Da svolgere –
Riprenda il brano sul metodo dell'inchiesta giornalistica e ne scriva il seguito, partendo subito dopo la sua ultima frase.

Definire un’ipotesi investigativa resta un compito più complesso di quanto non sembri. Dev’essere infatti strutturata in modo specifico e preciso, deve offrire elementi da verificare e domande precise a cui rispondere. L’ipotesi che «il governo abbia fatto questo decreto a causa della corruzione interna» non aiuta ad avviare un’inchiesta come quella che «Il gruppo lobbistico X abbia fatto pressioni e regali al ministro Y per inserire questo specifico comma all’interno del decreto, grazie al quale otterrà il vantaggio Z che cerca da tempo».

Fase due: la ricerca

Una volta che si è concepita l’inchiesta, si comincia a costruire il documento che conterrà al suo interno tutte le informazioni che ci serviranno nella fase di scrittura. Lo chiamiamo masterfile. Ogni giornalista costruisce il masterfile secondo i propri schemi mentali, ma quando è condiviso è bene provare a darsi un formato. Ad esempio, si può mantenere in cima l’ipotesi investigativa, massima e minima, che va a cambiare mano a mano che si accertano alcuni aspetti e se ne smentiscono altri. L’ipotesi è tale se si modifica nel prosieguo della ricerca. Se non varia, probabilmente c’è qualche problema nella scelta delle fonti da interrogare. Queste ultime possono essere fonti aperte come database (come i registri delle camere di commercio, i siti per il tracciamento di navi, aerei e container, catasti, gazzette ufficiali, ecc), articoli di giornali, social network e documenti ufficiali disponibili con una formale richiesta di accesso agli atti, oppure possono essere fonti chiuse, quindi persone a cui gli autori hanno un accesso privilegiato e documenti confidenziali. A noi capita spesso anche di lavorare su leak, parola inglese che significa letteralmente “fuoriuscita”, ma che in gergo giornalistico spesso identifica documenti riservati messi a disposizione ai giornalisti da fonti spesso anonime. In questo caso il problema numero uno è validare l’esistenza dei documenti e i loro contenuti.

Ogni volta che il masterfile si arricchisce di un’informazione nuova è buona pratica aggiungere la fonte in una nota a piè di pagina, e salvare il documento comprovante a parte. Troppe volte, infatti, informazioni disponibili (specie in rete) diventano irreperibili quando si arriva alle fasi conclusive del lavoro. Appuntare le informazioni importanti all’interno del masterfile è una prima embrionale forma di scrittura della storia che spesso facilita il processo finale e aiuta a concepire la struttura narrativa. È importante tenere pulito e preciso un masterfile: può rivelarsi anche ad anni di distanza un ottimo collettore d’informazioni.

Estratti dell'elenco –
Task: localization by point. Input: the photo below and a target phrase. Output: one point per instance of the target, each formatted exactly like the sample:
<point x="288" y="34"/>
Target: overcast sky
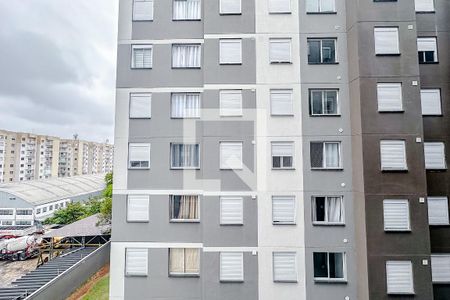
<point x="57" y="67"/>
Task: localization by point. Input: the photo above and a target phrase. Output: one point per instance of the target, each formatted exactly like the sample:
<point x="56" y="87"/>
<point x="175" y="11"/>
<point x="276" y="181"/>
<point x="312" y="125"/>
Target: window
<point x="230" y="103"/>
<point x="325" y="155"/>
<point x="434" y="156"/>
<point x="185" y="105"/>
<point x="396" y="215"/>
<point x="280" y="51"/>
<point x="143" y="10"/>
<point x="440" y="268"/>
<point x="424" y="5"/>
<point x="138" y="208"/>
<point x="283" y="210"/>
<point x="140" y="106"/>
<point x="321" y="51"/>
<point x="136" y="262"/>
<point x="282" y="155"/>
<point x="184" y="261"/>
<point x="279" y="6"/>
<point x="187" y="9"/>
<point x="230" y="51"/>
<point x="329" y="266"/>
<point x="184" y="208"/>
<point x="320" y="6"/>
<point x="139" y="156"/>
<point x="386" y="40"/>
<point x="232" y="266"/>
<point x="427" y="50"/>
<point x="393" y="155"/>
<point x="281" y="103"/>
<point x="285" y="267"/>
<point x="186" y="56"/>
<point x="230" y="7"/>
<point x="389" y="97"/>
<point x="438" y="211"/>
<point x="323" y="102"/>
<point x="327" y="210"/>
<point x="399" y="277"/>
<point x="231" y="211"/>
<point x="185" y="156"/>
<point x="231" y="155"/>
<point x="142" y="57"/>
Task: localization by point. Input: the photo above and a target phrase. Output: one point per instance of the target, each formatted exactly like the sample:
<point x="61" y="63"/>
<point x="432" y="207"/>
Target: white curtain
<point x="335" y="210"/>
<point x="186" y="56"/>
<point x="332" y="155"/>
<point x="185" y="105"/>
<point x="187" y="10"/>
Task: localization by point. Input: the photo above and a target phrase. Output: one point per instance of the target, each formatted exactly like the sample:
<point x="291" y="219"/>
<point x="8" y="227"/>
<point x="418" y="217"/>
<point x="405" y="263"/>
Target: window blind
<point x="431" y="101"/>
<point x="138" y="208"/>
<point x="143" y="10"/>
<point x="230" y="51"/>
<point x="434" y="156"/>
<point x="140" y="105"/>
<point x="280" y="50"/>
<point x="285" y="266"/>
<point x="231" y="155"/>
<point x="231" y="266"/>
<point x="283" y="210"/>
<point x="399" y="277"/>
<point x="440" y="268"/>
<point x="231" y="210"/>
<point x="231" y="103"/>
<point x="281" y="102"/>
<point x="438" y="211"/>
<point x="396" y="215"/>
<point x="389" y="96"/>
<point x="136" y="262"/>
<point x="393" y="155"/>
<point x="386" y="40"/>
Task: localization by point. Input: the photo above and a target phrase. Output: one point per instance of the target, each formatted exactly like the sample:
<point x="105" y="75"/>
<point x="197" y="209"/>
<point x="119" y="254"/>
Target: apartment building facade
<point x="281" y="149"/>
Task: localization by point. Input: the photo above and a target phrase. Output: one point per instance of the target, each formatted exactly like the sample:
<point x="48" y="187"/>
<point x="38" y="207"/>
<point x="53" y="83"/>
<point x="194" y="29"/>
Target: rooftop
<point x="44" y="191"/>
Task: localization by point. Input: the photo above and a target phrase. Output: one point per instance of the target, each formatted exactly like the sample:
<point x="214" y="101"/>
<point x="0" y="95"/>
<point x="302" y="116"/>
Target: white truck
<point x="20" y="248"/>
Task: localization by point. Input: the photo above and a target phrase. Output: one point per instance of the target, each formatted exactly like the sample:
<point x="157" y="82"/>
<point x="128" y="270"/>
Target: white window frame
<point x="230" y="62"/>
<point x="386" y="203"/>
<point x="137" y="113"/>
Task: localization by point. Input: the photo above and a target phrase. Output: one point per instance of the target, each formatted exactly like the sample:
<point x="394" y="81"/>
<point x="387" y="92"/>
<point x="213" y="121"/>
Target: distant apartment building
<point x="27" y="156"/>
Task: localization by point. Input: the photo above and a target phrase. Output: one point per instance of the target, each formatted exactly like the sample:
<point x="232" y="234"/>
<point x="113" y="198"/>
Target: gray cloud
<point x="57" y="67"/>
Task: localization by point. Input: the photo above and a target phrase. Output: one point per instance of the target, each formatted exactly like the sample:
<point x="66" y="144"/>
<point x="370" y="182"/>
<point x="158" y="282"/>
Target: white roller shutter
<point x="136" y="262"/>
<point x="438" y="211"/>
<point x="283" y="209"/>
<point x="279" y="6"/>
<point x="389" y="96"/>
<point x="431" y="102"/>
<point x="231" y="210"/>
<point x="440" y="268"/>
<point x="386" y="40"/>
<point x="142" y="10"/>
<point x="284" y="267"/>
<point x="281" y="102"/>
<point x="231" y="155"/>
<point x="424" y="5"/>
<point x="393" y="155"/>
<point x="231" y="103"/>
<point x="231" y="266"/>
<point x="280" y="50"/>
<point x="434" y="156"/>
<point x="396" y="215"/>
<point x="138" y="208"/>
<point x="230" y="6"/>
<point x="230" y="51"/>
<point x="399" y="277"/>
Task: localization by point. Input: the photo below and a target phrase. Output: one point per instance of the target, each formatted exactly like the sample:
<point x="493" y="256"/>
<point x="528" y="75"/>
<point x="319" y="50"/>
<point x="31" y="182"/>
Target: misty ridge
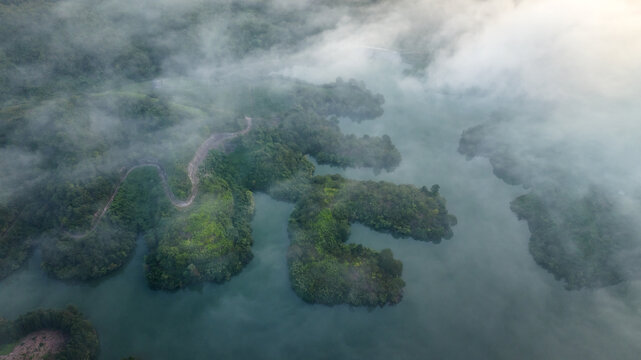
<point x="103" y="104"/>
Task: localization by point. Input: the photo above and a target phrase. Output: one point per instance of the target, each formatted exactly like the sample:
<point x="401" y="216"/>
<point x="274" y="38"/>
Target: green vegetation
<point x="138" y="206"/>
<point x="323" y="269"/>
<point x="81" y="338"/>
<point x="209" y="242"/>
<point x="6" y="349"/>
<point x="75" y="117"/>
<point x="16" y="239"/>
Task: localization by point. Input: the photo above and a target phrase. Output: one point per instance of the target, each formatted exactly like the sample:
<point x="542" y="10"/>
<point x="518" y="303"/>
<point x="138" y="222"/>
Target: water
<point x="478" y="295"/>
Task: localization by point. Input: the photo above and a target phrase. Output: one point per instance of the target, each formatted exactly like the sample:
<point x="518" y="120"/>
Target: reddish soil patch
<point x="36" y="345"/>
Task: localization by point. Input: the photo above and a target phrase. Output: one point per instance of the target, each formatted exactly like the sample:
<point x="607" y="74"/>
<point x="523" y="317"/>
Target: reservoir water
<point x="478" y="295"/>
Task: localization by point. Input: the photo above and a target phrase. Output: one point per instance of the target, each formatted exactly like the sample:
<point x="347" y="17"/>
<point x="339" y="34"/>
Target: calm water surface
<point x="478" y="295"/>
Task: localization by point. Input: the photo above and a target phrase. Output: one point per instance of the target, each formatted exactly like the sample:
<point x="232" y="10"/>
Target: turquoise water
<point x="478" y="295"/>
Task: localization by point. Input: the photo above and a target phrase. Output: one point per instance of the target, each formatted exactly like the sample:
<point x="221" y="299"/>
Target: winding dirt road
<point x="216" y="140"/>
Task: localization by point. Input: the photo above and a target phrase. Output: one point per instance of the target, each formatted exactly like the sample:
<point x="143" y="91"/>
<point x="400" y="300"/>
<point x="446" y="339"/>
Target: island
<point x="49" y="334"/>
<point x="579" y="232"/>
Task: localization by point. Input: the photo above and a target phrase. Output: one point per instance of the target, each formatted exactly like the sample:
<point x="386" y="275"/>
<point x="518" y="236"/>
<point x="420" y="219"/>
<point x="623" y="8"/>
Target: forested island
<point x="87" y="224"/>
<point x="96" y="164"/>
<point x="578" y="231"/>
<point x="49" y="334"/>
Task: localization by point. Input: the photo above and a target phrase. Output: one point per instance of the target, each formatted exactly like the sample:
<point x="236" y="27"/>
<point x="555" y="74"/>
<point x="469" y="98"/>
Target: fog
<point x="558" y="82"/>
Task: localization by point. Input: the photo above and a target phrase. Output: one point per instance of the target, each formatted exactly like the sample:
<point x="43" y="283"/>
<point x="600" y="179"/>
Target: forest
<point x="77" y="138"/>
<point x="81" y="339"/>
<point x="578" y="231"/>
<point x="323" y="269"/>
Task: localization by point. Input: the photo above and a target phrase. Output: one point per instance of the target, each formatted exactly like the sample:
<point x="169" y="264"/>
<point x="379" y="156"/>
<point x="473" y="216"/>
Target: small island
<point x="578" y="233"/>
<point x="49" y="334"/>
<point x="194" y="203"/>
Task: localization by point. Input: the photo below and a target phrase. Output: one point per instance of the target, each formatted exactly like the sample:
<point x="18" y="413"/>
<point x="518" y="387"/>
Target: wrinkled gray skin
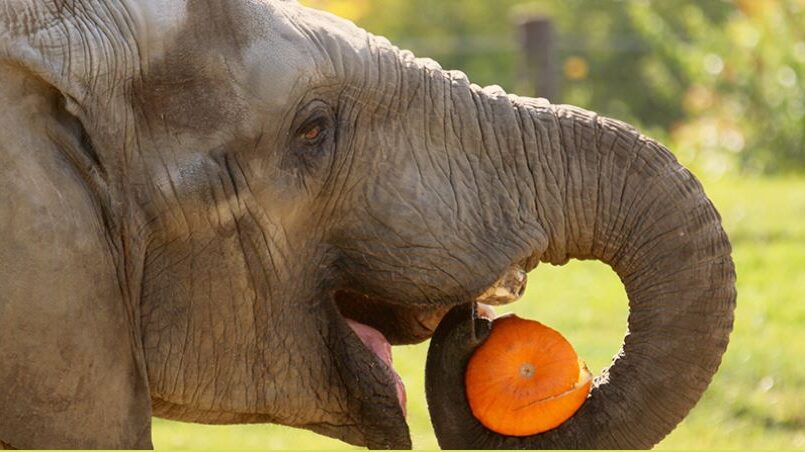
<point x="173" y="244"/>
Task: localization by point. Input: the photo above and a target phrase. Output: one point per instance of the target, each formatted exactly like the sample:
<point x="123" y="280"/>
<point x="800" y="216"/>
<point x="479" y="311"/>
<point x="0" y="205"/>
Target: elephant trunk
<point x="603" y="191"/>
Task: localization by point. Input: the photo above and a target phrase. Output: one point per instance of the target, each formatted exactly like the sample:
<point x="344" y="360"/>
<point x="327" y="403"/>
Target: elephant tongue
<point x="380" y="346"/>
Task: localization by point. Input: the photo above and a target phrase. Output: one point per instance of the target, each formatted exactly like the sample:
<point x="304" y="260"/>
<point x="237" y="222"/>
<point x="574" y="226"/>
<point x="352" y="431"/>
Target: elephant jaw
<point x="376" y="342"/>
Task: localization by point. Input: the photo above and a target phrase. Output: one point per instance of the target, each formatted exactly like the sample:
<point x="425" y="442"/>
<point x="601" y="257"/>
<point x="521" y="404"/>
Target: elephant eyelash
<point x="314" y="132"/>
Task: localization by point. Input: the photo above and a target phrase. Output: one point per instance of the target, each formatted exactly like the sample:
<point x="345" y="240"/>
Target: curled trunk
<point x="606" y="192"/>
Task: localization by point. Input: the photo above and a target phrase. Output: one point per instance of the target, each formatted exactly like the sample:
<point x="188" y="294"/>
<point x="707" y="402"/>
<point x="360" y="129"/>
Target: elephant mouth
<point x="380" y="324"/>
<point x="377" y="343"/>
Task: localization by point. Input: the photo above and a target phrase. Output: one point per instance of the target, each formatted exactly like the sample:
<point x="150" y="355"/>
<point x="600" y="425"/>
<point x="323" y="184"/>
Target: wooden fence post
<point x="537" y="41"/>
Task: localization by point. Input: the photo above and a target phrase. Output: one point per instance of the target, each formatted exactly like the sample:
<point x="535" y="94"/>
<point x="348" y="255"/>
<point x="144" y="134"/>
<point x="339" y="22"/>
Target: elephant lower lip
<point x="375" y="341"/>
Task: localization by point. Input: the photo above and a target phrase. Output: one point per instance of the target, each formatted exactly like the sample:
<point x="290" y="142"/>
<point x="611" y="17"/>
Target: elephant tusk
<point x="508" y="289"/>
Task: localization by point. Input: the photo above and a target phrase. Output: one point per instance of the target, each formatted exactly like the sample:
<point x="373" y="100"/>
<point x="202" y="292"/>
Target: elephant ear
<point x="72" y="371"/>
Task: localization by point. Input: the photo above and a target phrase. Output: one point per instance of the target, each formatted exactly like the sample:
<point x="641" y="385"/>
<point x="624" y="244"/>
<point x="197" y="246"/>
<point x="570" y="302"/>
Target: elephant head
<point x="225" y="211"/>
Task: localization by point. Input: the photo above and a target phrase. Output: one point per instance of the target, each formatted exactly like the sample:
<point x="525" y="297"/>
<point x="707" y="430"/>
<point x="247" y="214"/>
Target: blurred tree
<point x="723" y="80"/>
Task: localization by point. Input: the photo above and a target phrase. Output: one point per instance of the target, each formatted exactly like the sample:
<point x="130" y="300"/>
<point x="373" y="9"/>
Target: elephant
<point x="228" y="211"/>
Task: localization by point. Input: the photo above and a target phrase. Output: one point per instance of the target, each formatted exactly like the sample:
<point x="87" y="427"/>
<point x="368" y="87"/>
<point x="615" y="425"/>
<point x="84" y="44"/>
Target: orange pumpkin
<point x="525" y="378"/>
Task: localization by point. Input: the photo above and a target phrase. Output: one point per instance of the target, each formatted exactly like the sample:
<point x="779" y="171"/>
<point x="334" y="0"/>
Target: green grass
<point x="757" y="399"/>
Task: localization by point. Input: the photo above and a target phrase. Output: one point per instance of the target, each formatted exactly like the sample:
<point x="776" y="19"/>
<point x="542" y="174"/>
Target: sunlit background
<point x="722" y="84"/>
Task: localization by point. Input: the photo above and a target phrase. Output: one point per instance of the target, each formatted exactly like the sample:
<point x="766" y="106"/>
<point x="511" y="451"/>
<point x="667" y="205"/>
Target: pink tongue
<point x="378" y="344"/>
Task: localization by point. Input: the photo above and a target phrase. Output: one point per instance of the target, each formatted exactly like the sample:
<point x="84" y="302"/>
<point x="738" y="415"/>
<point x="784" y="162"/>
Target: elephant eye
<point x="314" y="131"/>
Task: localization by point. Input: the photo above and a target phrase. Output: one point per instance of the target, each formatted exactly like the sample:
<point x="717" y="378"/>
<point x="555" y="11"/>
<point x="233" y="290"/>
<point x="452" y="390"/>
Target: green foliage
<point x="723" y="82"/>
<point x="755" y="400"/>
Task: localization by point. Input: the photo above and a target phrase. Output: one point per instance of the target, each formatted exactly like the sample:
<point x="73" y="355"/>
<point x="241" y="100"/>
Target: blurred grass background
<point x="720" y="82"/>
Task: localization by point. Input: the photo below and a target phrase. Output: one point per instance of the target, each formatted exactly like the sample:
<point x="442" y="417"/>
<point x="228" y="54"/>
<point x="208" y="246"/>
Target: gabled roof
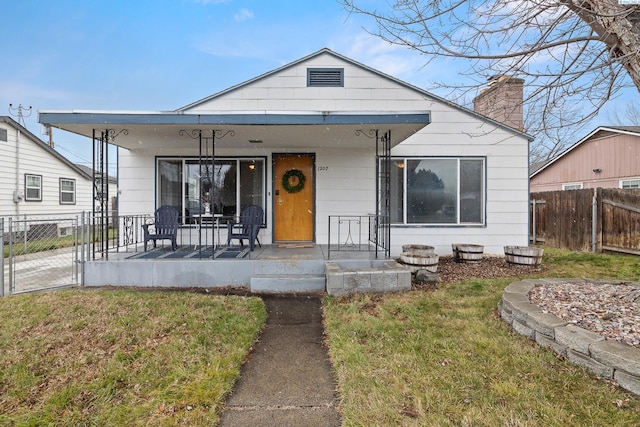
<point x="11" y="122"/>
<point x="362" y="66"/>
<point x="627" y="130"/>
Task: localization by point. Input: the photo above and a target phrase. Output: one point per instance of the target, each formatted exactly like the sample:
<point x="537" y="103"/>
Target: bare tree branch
<point x="575" y="55"/>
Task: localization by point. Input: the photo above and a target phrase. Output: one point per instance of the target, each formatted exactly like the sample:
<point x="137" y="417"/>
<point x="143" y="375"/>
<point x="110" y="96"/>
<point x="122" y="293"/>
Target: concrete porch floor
<point x="274" y="268"/>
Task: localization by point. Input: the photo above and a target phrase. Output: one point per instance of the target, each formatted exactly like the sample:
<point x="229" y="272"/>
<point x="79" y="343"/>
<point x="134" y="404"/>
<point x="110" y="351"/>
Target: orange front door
<point x="293" y="190"/>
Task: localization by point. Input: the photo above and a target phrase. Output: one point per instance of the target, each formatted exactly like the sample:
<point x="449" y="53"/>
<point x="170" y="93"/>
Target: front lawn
<point x="444" y="358"/>
<point x="122" y="357"/>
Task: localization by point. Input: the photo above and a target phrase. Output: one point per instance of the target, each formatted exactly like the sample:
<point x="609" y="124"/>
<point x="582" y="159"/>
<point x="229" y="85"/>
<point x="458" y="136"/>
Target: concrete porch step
<point x="287" y="283"/>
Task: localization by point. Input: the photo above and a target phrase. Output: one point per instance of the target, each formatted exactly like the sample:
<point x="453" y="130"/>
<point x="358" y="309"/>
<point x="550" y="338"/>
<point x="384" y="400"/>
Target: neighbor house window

Risposta scritta –
La ricerca si può definire completata quando un’ipotesi è pienamente verificata. Nel caso dell’investimento in odore di mafia in Senegal, l’ipotesi investigativa verificata era questa: un ex personaggio televisivo italiano divenuto ambasciatore presso le Nazioni Unite per Sao Tome e Principe per nomina diretta del presidente del Paese ha permesso a un imprenditore condannato in passato per truffa e per mafia di partecipare a un progetto di sviluppo agricolo in Senegal dal valore del 90% del Pil del Paese che due anni dopo il suo avvio non ha portato ad alcun risultato. Il gruppo dell’imprenditore condannato, di cui fanno parte altri personaggi condannati per truffa, non ha mai realizzato progetti di cooperazione internazionale. Lo stesso diplomatico ha partecipato a due raccolte fondi per combattere l’ebola in Africa occidentale sponsorizzate dalle Nazioni Unite, di cui però non si conosce né l’esito, né quanti soldi abbiano portato ai Paesi africani. È solo a questo punto che comincia la fase di scrittura.

Fase tre: scrittura

In teoria, quando si applica appieno il metodo Story based-inquiry, scrivere dovrebbe assomigliare a fare montaggio cinematografico: i contenuti dovrebbero essere già tutti (o almeno buona parte) nel masterfile. Si tratta di metterli in ordine e di costruire una narrazione che accompagni il lettore dall’inizio alla fine della vicenda. Quest’ultimo è un concetto chiave ed è il motivo per cui dentro IrpiMedia invece che “articoli” chiamiamo i contenuti “storie”.

In questa fase l’autore riacquista la sua tradizionale indipendenza e libertà, salvo una chiacchierata iniziale con l’editor, che aiuta gli autori a immaginare la struttura narrativa, il “plot” vero e proprio del lavoro, focalizzando i personaggi e i nodi narrativi principali. Visto che spesso i nostri lavori sono scritti a molte mani, abbiamo scoperto che è buona prassi che i giornalisti scelgano fra loro uno “scrittore principale”, che metta su pagina le idee di tutti. Infatti spesso mettere assieme capitoli scritti da mani diverse comporta un super-lavoro nella fase successiva.

Nella vita reale, capita che quando si mettono in fila i risultati delle proprie ricerche nascono nuove domande e nuovi dubbi a cui rispondere. È importante tenere in nota le fonti dalle quali sono attinte le informazioni, affinché sia più facile l’ultimo passaggio prima della pubblicazione: l’editing.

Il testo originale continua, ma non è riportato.